=== Excerpted text ===
■ ■ ■ ■ ■
Characterisation and evaluation of wheat genetic resources for heat stress tolerance using stay-green traits
Aarti Soni
A and Renu Munjal A *
+ Author Affiliations
- Author Affiliations
A Department of Botany and Plant Physiology, Chaudhary Charan Singh Haryana Agricultural University, Hisar, Haryana 125004, India.
Crop & Pasture Science - https://doi.org/10.1071/CP22119
Submitted: 11 April 2022 Accepted: 5 December 2022 Published online: 6 January 2023
© 2023 The Author(s) (or their employer(s)). Published by CSIRO Publishing
Abstract
Context: Post-anthesis heat stress is a major concern for wheat. Stay-green (SG) can serve as a crucial marker for plant adaptation to it. Though genetic resources provide an invaluable gene pool for crop breeding, collections are still uncharacterised and their potential is yet to be explored.
Aims: This study was planned to characterise and evaluate wheat genetic resources, including wild germplasm, for heat stress tolerance using SG traits as selection criteria.
Methods: Experiment was conducted with thirty wheat genotypes under late and very late sown environments for 2 years. Genotypes were assessed for SG traits like Normalised Difference Vegetation Index (NDVI), Soil Plant Analysis Development Chlorophyll Meter Reading (SCMR), Leaf Senescence Rate (LSR), chlorophyll fluorescence (Fv/Fm), canopy temperature (CT), phenological traits, morphological traits, yield and its attributes; and characterised into three categories viz., slow senescing, intermediate senescing and fast senescing, based on their rate of senescence.
■ ■ ■ ■ ■
=== The problem ===
Reproduce word for word the part of the wheat heat stress text from "Crop & Pasture" to "to be explored.".
■ ■ ■ ■ ■
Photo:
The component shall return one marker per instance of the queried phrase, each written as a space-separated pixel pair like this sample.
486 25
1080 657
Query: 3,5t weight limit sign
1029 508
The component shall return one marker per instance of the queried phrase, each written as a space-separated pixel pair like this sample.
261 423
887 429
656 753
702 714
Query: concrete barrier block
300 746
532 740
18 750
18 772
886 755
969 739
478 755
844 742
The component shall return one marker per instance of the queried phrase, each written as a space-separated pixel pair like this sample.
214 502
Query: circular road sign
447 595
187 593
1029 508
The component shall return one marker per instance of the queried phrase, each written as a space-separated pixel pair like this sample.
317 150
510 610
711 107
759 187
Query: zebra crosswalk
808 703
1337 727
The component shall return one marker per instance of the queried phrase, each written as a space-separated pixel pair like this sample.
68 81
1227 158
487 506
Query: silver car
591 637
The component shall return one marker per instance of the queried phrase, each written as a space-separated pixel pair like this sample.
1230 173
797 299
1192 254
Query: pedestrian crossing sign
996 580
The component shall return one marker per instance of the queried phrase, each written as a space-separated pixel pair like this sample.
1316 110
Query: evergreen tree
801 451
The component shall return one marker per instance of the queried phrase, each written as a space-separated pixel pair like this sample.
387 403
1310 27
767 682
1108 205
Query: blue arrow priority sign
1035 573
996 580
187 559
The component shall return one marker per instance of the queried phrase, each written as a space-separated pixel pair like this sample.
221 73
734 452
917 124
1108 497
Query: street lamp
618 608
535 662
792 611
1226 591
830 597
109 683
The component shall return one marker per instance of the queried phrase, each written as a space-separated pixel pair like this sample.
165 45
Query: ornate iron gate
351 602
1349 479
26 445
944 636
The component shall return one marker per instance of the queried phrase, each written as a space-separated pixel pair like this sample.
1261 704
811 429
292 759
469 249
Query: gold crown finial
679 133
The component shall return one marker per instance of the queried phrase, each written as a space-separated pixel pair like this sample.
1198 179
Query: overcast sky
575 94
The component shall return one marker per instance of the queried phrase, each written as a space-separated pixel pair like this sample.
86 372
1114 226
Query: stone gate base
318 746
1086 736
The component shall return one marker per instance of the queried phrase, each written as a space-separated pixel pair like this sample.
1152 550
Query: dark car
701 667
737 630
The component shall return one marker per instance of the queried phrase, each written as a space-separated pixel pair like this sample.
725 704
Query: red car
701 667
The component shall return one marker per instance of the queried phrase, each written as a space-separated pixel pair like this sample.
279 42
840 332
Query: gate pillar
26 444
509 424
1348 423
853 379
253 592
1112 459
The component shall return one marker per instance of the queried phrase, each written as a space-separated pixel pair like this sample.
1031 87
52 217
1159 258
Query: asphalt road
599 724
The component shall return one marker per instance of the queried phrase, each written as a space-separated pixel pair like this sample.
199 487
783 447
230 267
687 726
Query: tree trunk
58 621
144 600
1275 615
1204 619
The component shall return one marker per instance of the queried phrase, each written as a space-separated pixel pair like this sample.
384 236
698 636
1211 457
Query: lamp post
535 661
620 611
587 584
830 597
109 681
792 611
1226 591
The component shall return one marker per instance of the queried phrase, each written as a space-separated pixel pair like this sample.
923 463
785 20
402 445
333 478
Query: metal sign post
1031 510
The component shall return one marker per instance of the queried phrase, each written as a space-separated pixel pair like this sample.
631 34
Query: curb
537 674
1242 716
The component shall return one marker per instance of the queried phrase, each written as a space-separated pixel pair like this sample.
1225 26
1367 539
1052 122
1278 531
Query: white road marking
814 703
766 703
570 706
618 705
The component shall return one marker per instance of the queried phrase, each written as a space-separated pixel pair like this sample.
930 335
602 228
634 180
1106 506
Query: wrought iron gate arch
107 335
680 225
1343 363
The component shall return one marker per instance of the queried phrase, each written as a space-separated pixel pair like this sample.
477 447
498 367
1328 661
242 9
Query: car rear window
■ ■ ■ ■ ■
=== Result for this task ===
Crop & Pasture Science - https://doi.org/10.1071/CP22119
Submitted: 11 April 2022 Accepted: 5 December 2022 Published online: 6 January 2023
© 2023 The Author(s) (or their employer(s)). Published by CSIRO Publishing
Abstract
Context: Post-anthesis heat stress is a major concern for wheat. Stay-green (SG) can serve as a crucial marker for plant adaptation to it. Though genetic resources provide an invaluable gene pool for crop breeding, collections are still uncharacterised and their potential is yet to be explored.